[Supplied material — start]

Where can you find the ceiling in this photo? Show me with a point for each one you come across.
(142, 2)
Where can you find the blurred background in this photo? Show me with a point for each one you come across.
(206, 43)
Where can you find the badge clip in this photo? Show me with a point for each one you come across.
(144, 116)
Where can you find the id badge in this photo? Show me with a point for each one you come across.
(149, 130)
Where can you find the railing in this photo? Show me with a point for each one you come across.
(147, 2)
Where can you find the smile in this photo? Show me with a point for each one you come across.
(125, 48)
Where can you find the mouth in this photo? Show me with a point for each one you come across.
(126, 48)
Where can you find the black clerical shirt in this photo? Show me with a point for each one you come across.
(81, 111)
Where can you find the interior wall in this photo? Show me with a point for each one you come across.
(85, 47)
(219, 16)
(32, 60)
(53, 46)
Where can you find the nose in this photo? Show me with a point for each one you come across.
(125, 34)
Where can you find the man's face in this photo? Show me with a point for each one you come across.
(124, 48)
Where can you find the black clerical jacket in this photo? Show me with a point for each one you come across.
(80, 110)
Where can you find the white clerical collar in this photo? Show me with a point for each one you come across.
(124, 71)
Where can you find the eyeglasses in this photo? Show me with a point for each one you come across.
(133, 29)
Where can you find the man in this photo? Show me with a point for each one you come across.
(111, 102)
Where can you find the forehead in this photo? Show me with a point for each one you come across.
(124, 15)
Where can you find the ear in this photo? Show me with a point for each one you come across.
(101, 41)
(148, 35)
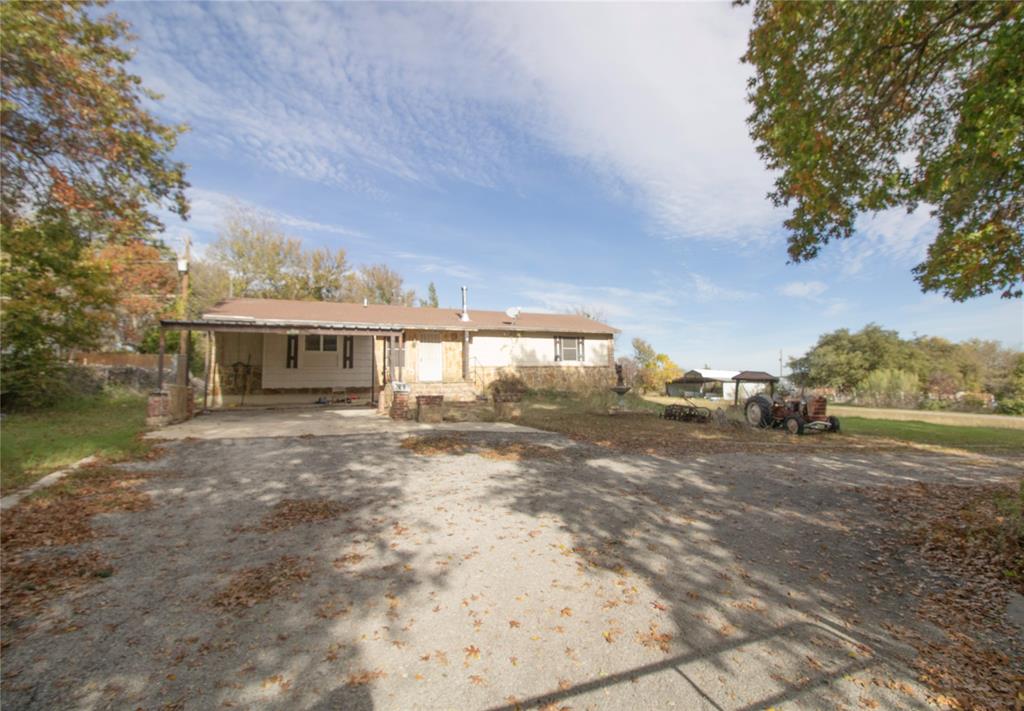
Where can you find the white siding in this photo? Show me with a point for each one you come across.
(505, 350)
(316, 369)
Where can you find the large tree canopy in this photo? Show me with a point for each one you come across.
(76, 135)
(866, 107)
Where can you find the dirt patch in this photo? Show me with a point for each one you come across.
(254, 585)
(292, 512)
(503, 450)
(61, 514)
(973, 537)
(29, 583)
(647, 433)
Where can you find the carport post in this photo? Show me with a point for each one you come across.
(207, 370)
(391, 340)
(160, 362)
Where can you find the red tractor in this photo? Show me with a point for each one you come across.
(795, 416)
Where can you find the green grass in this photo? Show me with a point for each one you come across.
(958, 436)
(34, 444)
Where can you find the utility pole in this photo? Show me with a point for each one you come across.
(183, 336)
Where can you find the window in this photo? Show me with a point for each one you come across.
(292, 353)
(569, 349)
(326, 343)
(348, 348)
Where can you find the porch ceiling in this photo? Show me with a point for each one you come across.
(247, 326)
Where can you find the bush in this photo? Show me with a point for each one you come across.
(975, 402)
(507, 386)
(43, 381)
(1010, 407)
(890, 388)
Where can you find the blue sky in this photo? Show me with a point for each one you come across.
(546, 156)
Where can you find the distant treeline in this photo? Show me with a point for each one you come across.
(875, 366)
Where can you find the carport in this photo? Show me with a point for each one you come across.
(380, 356)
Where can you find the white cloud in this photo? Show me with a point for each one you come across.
(430, 264)
(893, 235)
(649, 97)
(209, 208)
(803, 290)
(707, 290)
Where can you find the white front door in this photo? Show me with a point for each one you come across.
(429, 360)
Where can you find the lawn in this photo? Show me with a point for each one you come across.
(35, 444)
(957, 436)
(586, 418)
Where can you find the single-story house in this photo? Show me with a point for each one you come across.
(271, 350)
(712, 384)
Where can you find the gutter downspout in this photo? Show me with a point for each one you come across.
(465, 334)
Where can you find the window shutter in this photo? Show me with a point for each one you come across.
(348, 350)
(292, 354)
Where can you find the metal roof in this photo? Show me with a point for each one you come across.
(272, 311)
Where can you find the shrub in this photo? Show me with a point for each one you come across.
(975, 402)
(889, 388)
(507, 386)
(1010, 407)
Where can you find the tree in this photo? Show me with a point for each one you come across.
(630, 369)
(55, 299)
(380, 284)
(76, 135)
(864, 107)
(144, 280)
(656, 372)
(261, 262)
(209, 282)
(431, 299)
(890, 388)
(643, 352)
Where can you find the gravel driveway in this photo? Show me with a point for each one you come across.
(524, 571)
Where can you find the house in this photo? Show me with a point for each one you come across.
(713, 384)
(272, 351)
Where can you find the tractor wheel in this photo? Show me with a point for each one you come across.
(795, 424)
(758, 411)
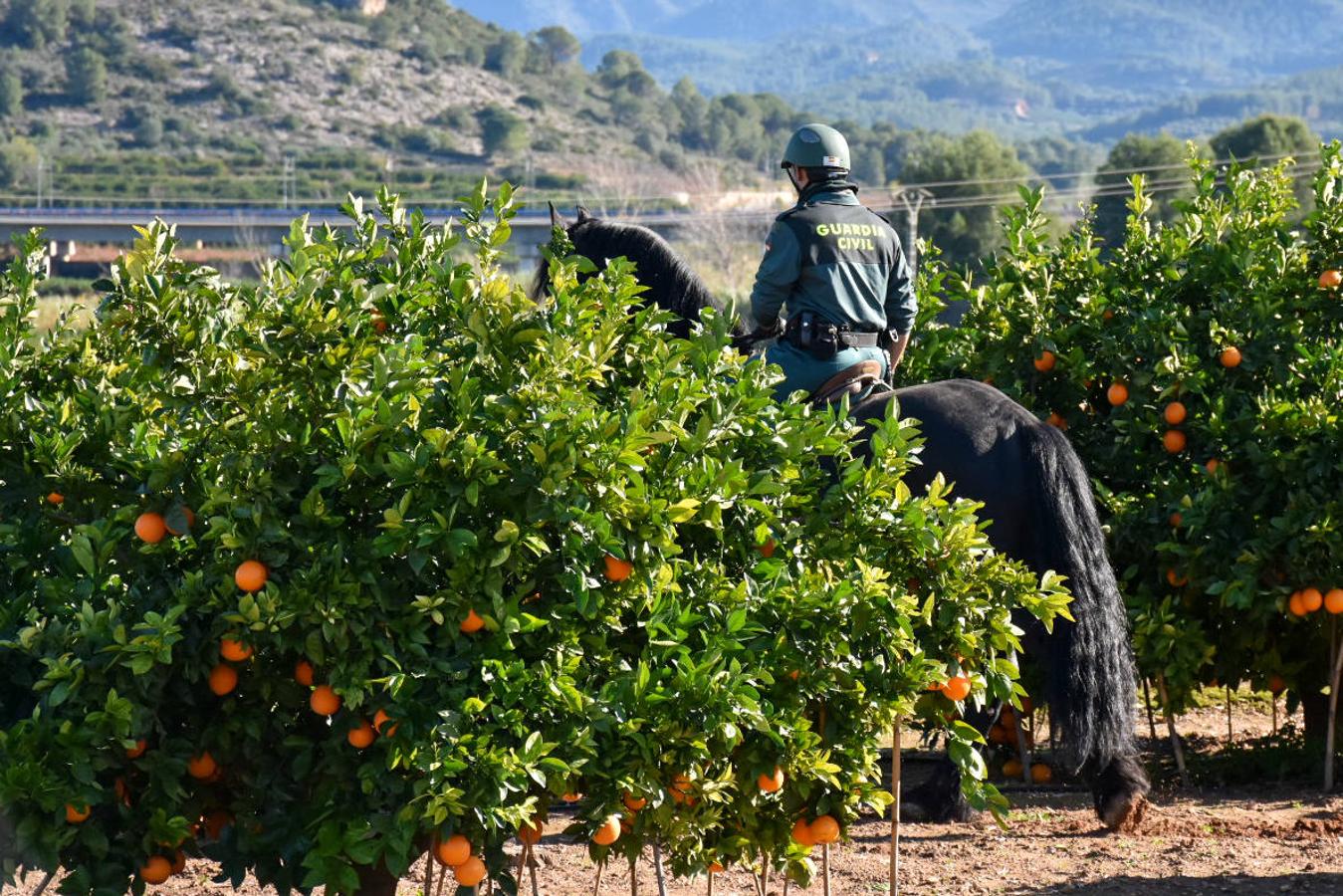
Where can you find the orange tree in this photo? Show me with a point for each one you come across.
(383, 555)
(1198, 369)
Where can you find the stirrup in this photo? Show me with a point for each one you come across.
(853, 381)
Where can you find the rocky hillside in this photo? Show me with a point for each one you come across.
(208, 97)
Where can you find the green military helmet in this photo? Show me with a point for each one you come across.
(816, 146)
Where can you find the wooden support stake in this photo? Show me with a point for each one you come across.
(895, 811)
(1022, 750)
(522, 862)
(1334, 708)
(657, 865)
(1170, 729)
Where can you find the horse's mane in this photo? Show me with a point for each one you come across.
(670, 283)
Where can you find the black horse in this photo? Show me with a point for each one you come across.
(1038, 496)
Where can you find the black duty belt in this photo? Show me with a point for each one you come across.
(823, 338)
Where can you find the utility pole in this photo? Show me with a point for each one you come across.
(912, 199)
(288, 180)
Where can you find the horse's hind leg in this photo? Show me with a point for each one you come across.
(936, 796)
(1119, 791)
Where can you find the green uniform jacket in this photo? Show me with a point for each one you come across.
(833, 257)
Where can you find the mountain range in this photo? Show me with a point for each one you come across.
(1084, 69)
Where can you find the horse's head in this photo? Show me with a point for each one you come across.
(670, 283)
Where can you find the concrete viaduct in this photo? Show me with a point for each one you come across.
(264, 229)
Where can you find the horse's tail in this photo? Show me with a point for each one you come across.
(1091, 668)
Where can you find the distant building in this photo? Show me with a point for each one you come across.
(366, 7)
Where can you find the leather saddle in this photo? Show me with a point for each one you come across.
(854, 381)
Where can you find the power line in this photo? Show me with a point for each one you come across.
(1154, 187)
(1262, 162)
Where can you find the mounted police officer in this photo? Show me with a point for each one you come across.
(838, 270)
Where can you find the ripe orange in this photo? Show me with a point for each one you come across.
(472, 623)
(324, 700)
(150, 527)
(957, 688)
(802, 833)
(470, 872)
(250, 575)
(234, 649)
(223, 679)
(618, 569)
(608, 831)
(380, 719)
(156, 871)
(824, 829)
(191, 520)
(681, 788)
(361, 737)
(202, 766)
(1295, 606)
(1334, 600)
(454, 850)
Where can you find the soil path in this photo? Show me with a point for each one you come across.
(1266, 838)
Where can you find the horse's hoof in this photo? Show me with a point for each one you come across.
(1124, 811)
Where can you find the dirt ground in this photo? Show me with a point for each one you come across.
(1219, 835)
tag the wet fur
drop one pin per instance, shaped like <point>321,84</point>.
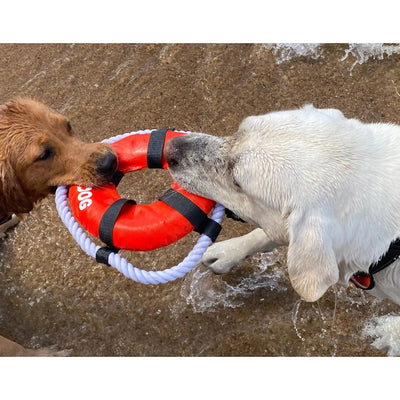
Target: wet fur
<point>38,151</point>
<point>326,186</point>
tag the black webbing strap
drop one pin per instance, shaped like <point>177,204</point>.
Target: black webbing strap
<point>106,228</point>
<point>155,148</point>
<point>193,213</point>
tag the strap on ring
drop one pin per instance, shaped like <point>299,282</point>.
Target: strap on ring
<point>193,213</point>
<point>155,148</point>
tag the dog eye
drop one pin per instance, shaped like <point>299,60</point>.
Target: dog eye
<point>46,154</point>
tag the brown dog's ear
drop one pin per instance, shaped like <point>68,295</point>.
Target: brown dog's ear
<point>12,196</point>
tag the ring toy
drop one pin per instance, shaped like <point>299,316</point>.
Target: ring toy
<point>147,154</point>
<point>123,224</point>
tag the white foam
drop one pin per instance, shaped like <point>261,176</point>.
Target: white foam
<point>364,51</point>
<point>386,333</point>
<point>205,291</point>
<point>287,51</point>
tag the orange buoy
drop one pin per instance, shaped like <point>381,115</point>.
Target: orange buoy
<point>123,224</point>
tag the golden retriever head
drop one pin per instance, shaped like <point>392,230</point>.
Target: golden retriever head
<point>38,151</point>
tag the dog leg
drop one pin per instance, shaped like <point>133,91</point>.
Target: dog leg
<point>312,264</point>
<point>221,257</point>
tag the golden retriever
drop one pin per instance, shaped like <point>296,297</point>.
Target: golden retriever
<point>38,152</point>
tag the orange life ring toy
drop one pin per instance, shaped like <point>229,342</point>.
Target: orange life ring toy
<point>123,224</point>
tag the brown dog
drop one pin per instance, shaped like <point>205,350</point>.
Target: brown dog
<point>39,152</point>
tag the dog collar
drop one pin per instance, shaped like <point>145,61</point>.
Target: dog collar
<point>365,280</point>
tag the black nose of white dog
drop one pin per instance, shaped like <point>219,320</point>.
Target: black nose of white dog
<point>172,151</point>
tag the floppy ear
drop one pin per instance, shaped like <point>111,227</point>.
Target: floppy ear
<point>12,196</point>
<point>312,264</point>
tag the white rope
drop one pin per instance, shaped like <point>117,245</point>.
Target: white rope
<point>120,263</point>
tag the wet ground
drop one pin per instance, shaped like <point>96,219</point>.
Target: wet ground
<point>52,294</point>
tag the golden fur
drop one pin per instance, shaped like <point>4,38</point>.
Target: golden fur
<point>38,151</point>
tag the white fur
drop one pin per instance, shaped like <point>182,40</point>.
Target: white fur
<point>326,186</point>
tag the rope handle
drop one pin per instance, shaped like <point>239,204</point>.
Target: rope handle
<point>120,263</point>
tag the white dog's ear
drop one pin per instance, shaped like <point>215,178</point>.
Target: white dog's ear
<point>312,264</point>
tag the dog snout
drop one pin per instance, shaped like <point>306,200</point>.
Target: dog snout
<point>107,165</point>
<point>172,151</point>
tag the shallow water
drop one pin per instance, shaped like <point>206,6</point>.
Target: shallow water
<point>52,294</point>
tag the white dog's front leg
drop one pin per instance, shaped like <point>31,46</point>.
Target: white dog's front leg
<point>221,257</point>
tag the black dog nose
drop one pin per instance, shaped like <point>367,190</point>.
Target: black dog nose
<point>107,165</point>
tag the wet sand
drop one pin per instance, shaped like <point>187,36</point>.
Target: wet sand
<point>52,294</point>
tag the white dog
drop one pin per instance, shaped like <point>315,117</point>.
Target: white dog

[Supplied material — finish]

**Required action:** Among the entries above, copy exactly only the lines starting with the one containing "tag the strap on ring" and going through the one containing "drop one pin per instance, shaped like <point>145,61</point>.", both ends included.

**Written response:**
tag the strap on ring
drop one pin per instance, shaped like <point>299,282</point>.
Target: strap on ring
<point>193,213</point>
<point>155,148</point>
tag the dog eye
drop one pin per instance, shaped like <point>299,60</point>.
Target: dog eye
<point>46,154</point>
tag the brown dog's ear
drop one pin per instance, shaped like <point>68,295</point>.
Target: brown dog's ear
<point>12,196</point>
tag the ring toy
drop one pin per instance, shaped like <point>299,316</point>.
Target: ring toy
<point>147,154</point>
<point>123,224</point>
tag the white foam
drop one pin per instance, shaped like <point>261,176</point>.
Target: white foam
<point>364,51</point>
<point>386,333</point>
<point>205,291</point>
<point>287,51</point>
tag the orange buoy
drop one pin per instance, shaped like <point>381,115</point>.
Target: orange buoy
<point>123,224</point>
tag the golden retriever head
drop one pin per instance, shaped like <point>392,230</point>.
Target: golden retriever head
<point>38,151</point>
tag the dog leg
drop one pin per instance, shaped like <point>133,91</point>.
Target: dog leg
<point>312,264</point>
<point>221,257</point>
tag the golden retriever
drop one pin per instance, shaped like <point>296,297</point>.
Target: golden retriever
<point>38,152</point>
tag the orange life ring toy
drop one pin per instance, shaped like <point>229,342</point>.
Target: orange life ring toy
<point>123,224</point>
tag the brown dog
drop one pin per instance, shaped like <point>205,350</point>.
Target: brown dog
<point>39,152</point>
tag the dog collar
drop one pin per instance, shaped like <point>145,61</point>.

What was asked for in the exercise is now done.